▶ [Exercise data]
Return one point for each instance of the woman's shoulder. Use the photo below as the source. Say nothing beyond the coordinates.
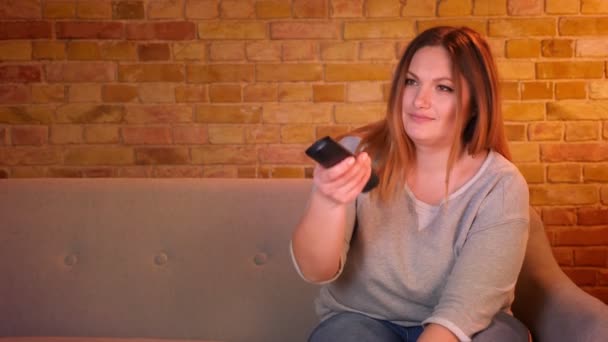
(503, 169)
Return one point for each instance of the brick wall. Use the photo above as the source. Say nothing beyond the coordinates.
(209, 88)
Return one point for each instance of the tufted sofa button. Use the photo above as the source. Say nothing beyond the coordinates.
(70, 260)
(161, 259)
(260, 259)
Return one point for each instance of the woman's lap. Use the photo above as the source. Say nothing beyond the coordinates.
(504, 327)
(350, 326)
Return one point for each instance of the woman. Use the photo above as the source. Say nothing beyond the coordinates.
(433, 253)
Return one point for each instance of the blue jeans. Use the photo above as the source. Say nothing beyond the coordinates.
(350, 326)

...

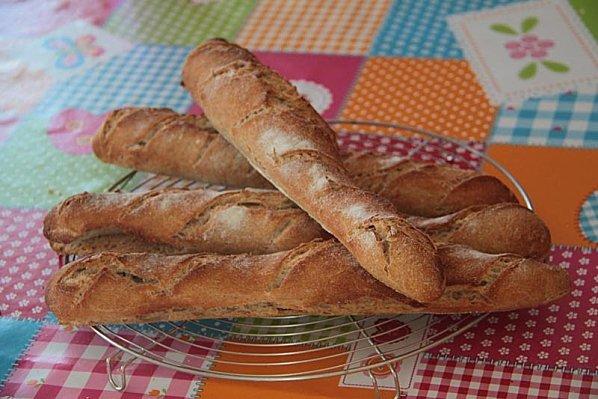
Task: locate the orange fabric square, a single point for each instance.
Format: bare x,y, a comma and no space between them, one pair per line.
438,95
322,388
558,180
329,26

...

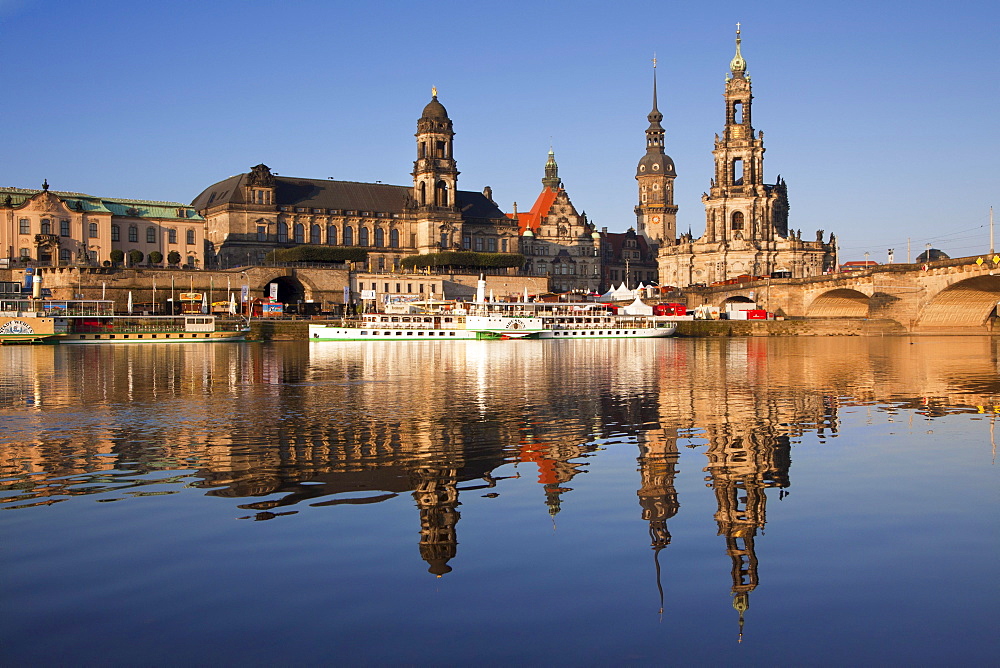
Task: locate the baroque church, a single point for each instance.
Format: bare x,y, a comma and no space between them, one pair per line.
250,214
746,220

▶ [Directions]
Some lines contain the word "Task". Pull each one out of the listing.

▶ [Exercise solution]
Task: locate the orange fabric square, a single point for each instance.
Task: locate the baroque church, a single point for each instance.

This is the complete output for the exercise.